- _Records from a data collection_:
========
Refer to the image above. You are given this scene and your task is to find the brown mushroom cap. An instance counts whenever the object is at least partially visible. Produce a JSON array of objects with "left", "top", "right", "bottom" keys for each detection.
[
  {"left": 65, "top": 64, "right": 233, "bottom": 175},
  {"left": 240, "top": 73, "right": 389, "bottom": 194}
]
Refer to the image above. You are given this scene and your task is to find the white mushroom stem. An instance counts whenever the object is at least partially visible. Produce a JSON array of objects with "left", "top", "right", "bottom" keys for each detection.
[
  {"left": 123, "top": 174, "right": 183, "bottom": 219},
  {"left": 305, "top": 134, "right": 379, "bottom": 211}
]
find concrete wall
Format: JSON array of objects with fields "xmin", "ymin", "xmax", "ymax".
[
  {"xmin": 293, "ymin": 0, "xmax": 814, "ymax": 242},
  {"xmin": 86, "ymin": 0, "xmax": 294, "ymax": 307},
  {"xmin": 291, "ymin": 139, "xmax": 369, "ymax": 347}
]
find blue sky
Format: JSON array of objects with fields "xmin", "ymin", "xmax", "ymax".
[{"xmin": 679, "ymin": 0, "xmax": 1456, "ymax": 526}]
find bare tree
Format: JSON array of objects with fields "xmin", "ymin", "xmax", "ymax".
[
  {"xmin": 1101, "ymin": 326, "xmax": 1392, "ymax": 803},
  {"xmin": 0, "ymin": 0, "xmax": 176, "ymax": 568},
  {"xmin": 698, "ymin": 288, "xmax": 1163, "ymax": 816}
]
========
- _PROBLEM STATEMENT_:
Format the part of the data above that opens with the line containing "find bare tree" and runs through the end of the data as a JSON list of strings, one string per line and blank lines left out.

- _WRITTEN SOLUTION_:
[
  "find bare tree",
  "Format: JSON array of objects with fields \"xmin\", \"ymin\", \"xmax\", \"ymax\".",
  "[",
  "  {\"xmin\": 1101, \"ymin\": 326, \"xmax\": 1392, \"ymax\": 803},",
  "  {\"xmin\": 0, \"ymin\": 0, \"xmax\": 176, \"ymax\": 568},",
  "  {\"xmin\": 698, \"ymin\": 288, \"xmax\": 1163, \"ymax\": 816}",
  "]"
]